19On voit que la priorité des organisateurs de l’expédition allait à l’exploration du territoire et aux ressources de la Grèce moderne. Mais les deux autres sections n’étaient pas dépourvues de personnel de qualité. Autour d’Abel Blouet, on trouve un groupe de quatre architectes et dessinateurs dont certains, comme Amable Ravoisié et Achille Poirot formés à l’École des beaux-arts, se révéleront d’excellents dessinateurs de monuments, un peintre F. de Gournay, un sculpteur et helléniste Jean Baptiste Vietty qui enseignait le grec à l’École des Beaux-Arts. La section dite d’archéologie reflète une composition plus complexe. Elle se compose, outre Dubois, d’Edgar Quinet revenu d’Heidelberg où il suivait les cours du célèbre archéologue Friedrich Creuzer, l’un des inspirateurs allemands de l’expédition de Morée36, de Charles Lenormand, archéologue et orientaliste qui revient d’une expédition en Égypte, des peintres Eugène Amaury Duval, élève d’Ingres, Félix Trézel37 et d’un interprète grec Michel Schinas, excellent philologue. L’équipe des “archéologues” nouvellement proclamée fut la plus fragile et la seule d’ailleurs à ne pas publier un compte-rendu de ses travaux.

+ + +

Vos consignes:
(a) Répondez aux questions suivantes à partir du texte sur l'expédition de Morée.
(i) Qui enseignait le grec à l'École des Beaux-Arts ?
(ii) Auprès de quel archéologue Edgar Quinet suivait-il des cours à Heidelberg ?
(iii) Quelle équipe fut la seule à ne pas publier de compte-rendu de ses travaux ?
(b) Poursuivez le texte sur l'expédition de Morée à la suite de sa dernière phrase.

+ + +

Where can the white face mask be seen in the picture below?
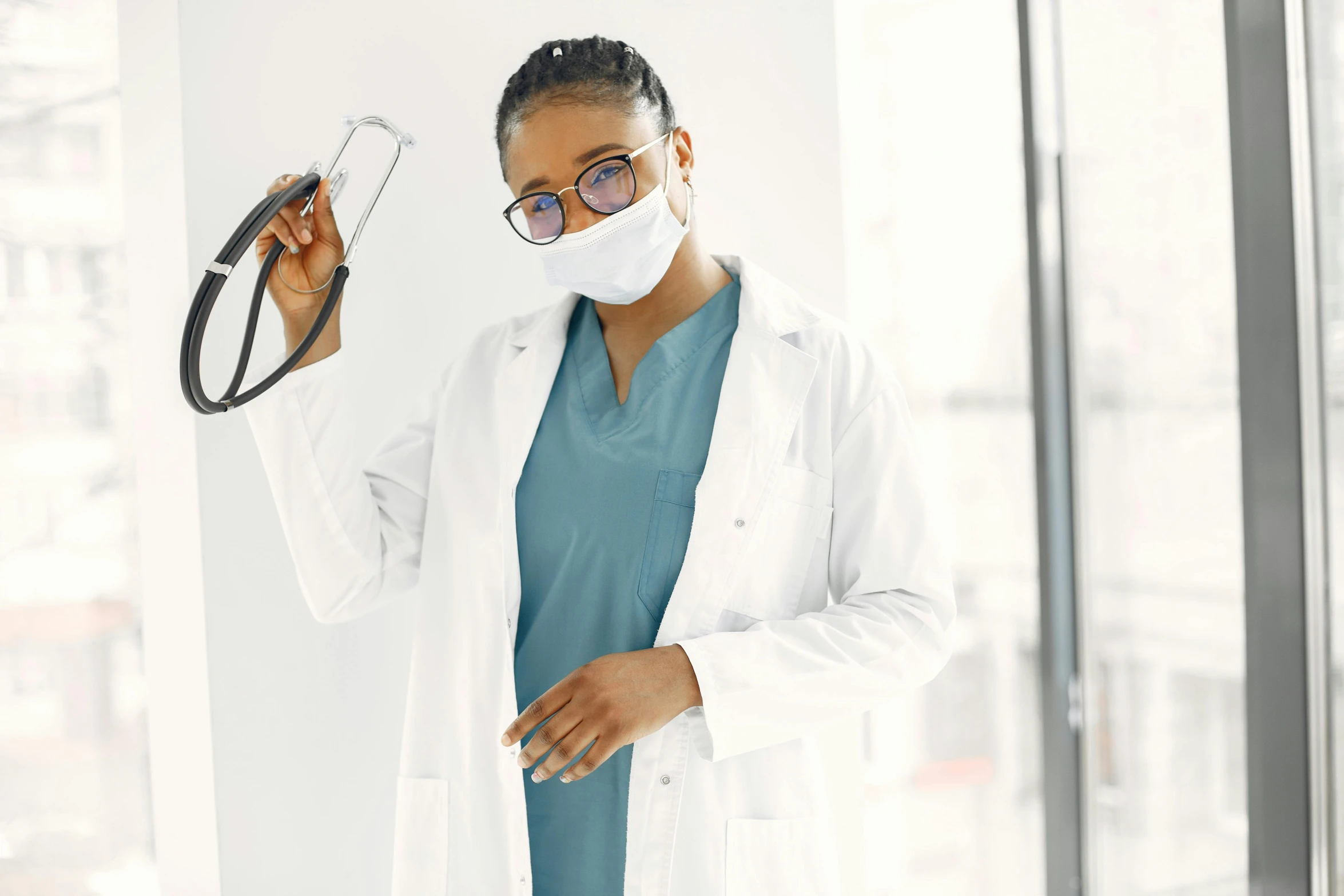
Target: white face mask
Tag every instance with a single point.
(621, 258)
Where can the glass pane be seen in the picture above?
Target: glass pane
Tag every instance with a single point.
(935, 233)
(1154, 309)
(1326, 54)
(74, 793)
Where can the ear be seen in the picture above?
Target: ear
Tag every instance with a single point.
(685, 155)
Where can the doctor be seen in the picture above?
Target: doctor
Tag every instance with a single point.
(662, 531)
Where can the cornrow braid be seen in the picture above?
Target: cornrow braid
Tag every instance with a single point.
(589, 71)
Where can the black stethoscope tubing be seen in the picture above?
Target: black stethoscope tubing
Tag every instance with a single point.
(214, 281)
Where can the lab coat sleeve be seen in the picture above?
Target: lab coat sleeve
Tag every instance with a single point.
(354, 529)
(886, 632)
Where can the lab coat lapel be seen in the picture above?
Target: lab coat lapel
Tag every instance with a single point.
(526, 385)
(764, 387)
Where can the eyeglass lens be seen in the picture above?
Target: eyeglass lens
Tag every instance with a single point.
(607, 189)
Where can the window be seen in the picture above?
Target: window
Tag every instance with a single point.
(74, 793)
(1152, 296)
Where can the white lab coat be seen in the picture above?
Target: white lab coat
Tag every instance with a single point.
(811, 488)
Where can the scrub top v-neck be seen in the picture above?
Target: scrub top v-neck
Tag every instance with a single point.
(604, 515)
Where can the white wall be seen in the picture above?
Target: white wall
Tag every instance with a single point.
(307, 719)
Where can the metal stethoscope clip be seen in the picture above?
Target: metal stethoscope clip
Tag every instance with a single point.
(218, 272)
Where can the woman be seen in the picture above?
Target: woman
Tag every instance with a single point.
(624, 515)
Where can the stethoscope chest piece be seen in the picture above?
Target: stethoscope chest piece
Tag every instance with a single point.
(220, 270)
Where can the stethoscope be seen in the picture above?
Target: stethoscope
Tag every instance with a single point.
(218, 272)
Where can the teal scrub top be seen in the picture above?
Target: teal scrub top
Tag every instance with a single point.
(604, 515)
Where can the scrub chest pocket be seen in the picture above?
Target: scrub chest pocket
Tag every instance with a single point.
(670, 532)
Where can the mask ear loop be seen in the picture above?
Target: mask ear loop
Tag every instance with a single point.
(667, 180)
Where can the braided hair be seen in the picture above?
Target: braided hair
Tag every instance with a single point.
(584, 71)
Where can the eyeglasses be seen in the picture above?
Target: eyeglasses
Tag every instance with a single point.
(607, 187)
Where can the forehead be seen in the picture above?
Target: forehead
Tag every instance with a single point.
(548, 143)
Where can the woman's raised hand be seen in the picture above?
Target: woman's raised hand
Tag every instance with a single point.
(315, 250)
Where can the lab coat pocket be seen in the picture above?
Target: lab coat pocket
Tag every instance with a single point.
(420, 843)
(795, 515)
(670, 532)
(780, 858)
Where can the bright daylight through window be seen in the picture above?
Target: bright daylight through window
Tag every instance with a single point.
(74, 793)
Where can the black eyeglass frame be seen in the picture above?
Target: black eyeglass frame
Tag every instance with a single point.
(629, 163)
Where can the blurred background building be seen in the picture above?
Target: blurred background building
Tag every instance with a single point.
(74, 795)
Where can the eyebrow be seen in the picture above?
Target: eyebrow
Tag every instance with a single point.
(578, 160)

+ + +

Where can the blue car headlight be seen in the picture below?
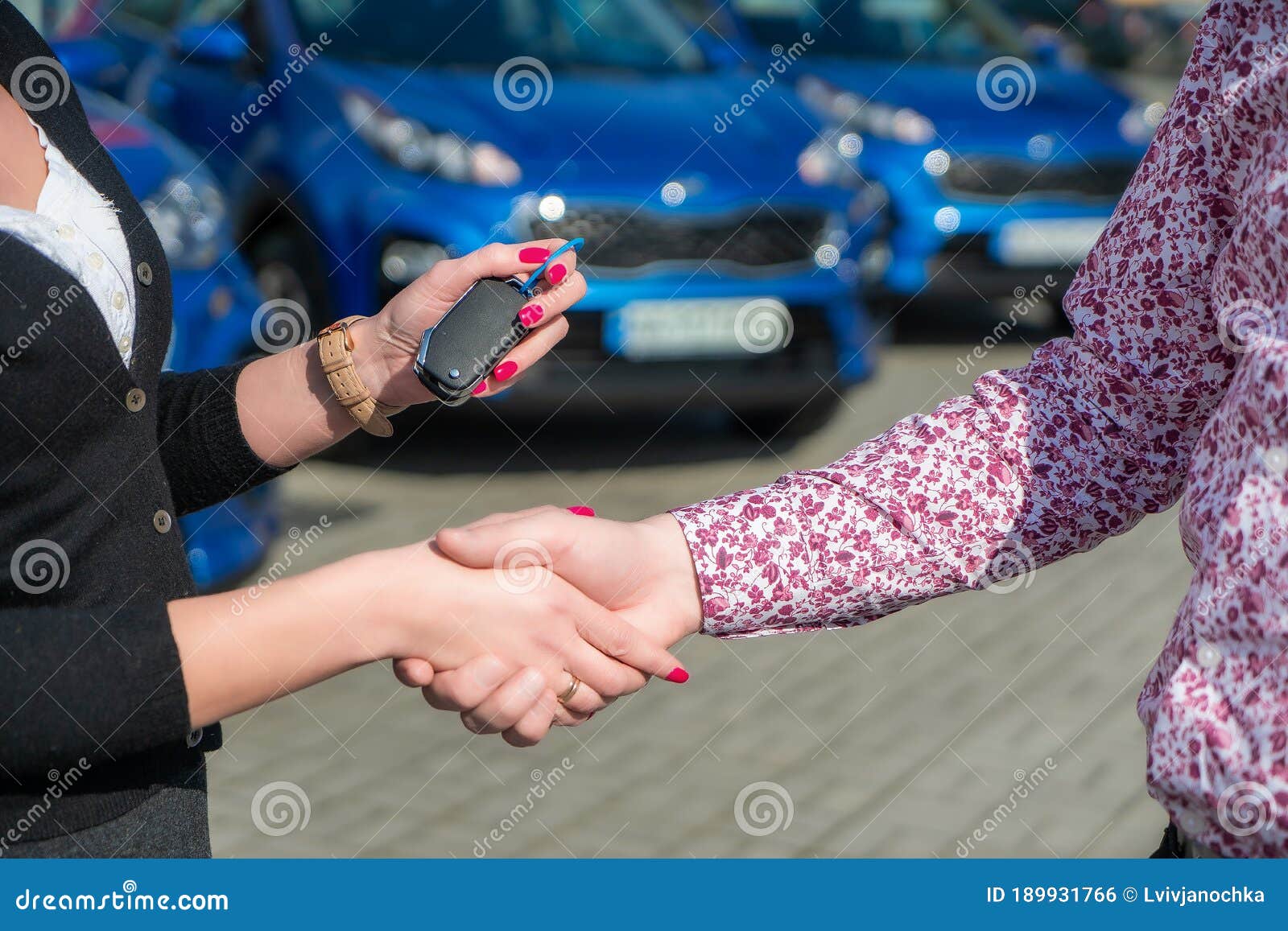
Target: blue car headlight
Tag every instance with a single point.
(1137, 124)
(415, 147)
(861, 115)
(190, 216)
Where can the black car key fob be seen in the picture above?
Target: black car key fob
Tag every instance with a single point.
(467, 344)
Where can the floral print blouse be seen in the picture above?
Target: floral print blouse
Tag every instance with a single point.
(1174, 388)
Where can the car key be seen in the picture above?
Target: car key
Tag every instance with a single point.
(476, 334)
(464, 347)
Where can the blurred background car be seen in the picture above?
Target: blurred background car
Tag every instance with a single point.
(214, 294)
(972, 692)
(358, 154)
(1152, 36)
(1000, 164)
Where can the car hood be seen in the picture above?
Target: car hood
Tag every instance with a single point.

+ + +

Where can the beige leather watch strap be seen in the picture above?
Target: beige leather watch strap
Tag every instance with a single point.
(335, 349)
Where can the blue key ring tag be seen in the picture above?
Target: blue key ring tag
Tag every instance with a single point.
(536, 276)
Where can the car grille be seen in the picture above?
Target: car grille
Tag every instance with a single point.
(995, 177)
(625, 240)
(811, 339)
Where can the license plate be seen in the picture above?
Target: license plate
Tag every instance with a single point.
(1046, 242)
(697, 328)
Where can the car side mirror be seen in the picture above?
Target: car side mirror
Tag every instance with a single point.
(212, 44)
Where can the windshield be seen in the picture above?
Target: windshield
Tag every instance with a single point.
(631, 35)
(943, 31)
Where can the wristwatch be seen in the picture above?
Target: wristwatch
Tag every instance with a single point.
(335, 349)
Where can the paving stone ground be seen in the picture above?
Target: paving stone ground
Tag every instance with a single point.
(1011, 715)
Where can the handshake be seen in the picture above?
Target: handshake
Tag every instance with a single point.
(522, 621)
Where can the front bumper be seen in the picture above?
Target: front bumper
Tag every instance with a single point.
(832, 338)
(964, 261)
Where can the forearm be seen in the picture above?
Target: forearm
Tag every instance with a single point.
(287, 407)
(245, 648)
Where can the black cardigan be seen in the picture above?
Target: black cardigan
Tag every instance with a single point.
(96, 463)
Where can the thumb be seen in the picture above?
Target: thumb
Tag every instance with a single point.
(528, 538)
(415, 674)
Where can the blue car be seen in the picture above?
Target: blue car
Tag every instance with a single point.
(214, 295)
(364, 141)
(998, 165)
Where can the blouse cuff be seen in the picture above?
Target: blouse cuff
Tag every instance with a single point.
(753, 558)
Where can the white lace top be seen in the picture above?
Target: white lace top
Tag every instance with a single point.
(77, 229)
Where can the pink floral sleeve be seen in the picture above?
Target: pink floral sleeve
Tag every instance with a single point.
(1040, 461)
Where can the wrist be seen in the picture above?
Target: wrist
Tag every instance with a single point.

+ + +

Corrigé de l'exercice:
(a)
(i) Jean Baptiste Vietty, sculpteur et helléniste.
(ii) Friedrich Creuzer.
(iii) L'équipe des « archéologues », c'est-à-dire la section dite d'archéologie.

(b)
20Des études récentes ont éclairé avec brio les résultats et les avancées de l’expédition de Morée. Je me contenterai ici d’insister sur le fait que, malgré les difficultés qui la traversèrent au fil d’une dizaine de mois d’exploration, elle a contribué à donner pour la première fois une carte fiable du Péloponnèse et à jeter les bases de l’exploration moderne du site d’Olympie. Si la collaboration entre les diverses sections ne fut pas toujours évidente, c’est que la structure même de l’expédition, la division entre architectes et sculpteurs d’un côté et “archéologues” de l’autre, révélait une contradiction intellectuelle. Les archéologues se voyaient plutôt comme des antiquaires, des hommes du texte et de la tradition ; les architectes, rompus comme Blouet à l’expérience du terrain, comme des hommes d’action. Les recommandations établies par les comités de l’Académie à l’attention de la mission reflètent bien cette contradiction mise en évidente par les études de F. Lucarelli :
“Les membres de la section d’archéologie prospectent en suivant un itinéraire préétabli, perclus de références : c’est une archéologie littéraire, une archéologie de cabinet qui n’essaie pas d’adopter une méthode de recherche en fonction du site ou plus simplement en adéquation avec lui (…) Les instructions rédigées par J. N. Huyot et adressées aux architectes, en particulier à Guillaume Abel Blouet, ne se réfèrent pas à des recherches ou à des relations de voyages antérieures, mais constituent une sorte de discours de la méthode, analysant la prospection archéologique sous quatre points de vue différents : l’environnement, le site, le matériel, la fouille. Ces notions structurent le texte en quatre parties : itinéraire, géographie, antiquités et fouilles ; ce dernier chapitre étant le plus succinct”38.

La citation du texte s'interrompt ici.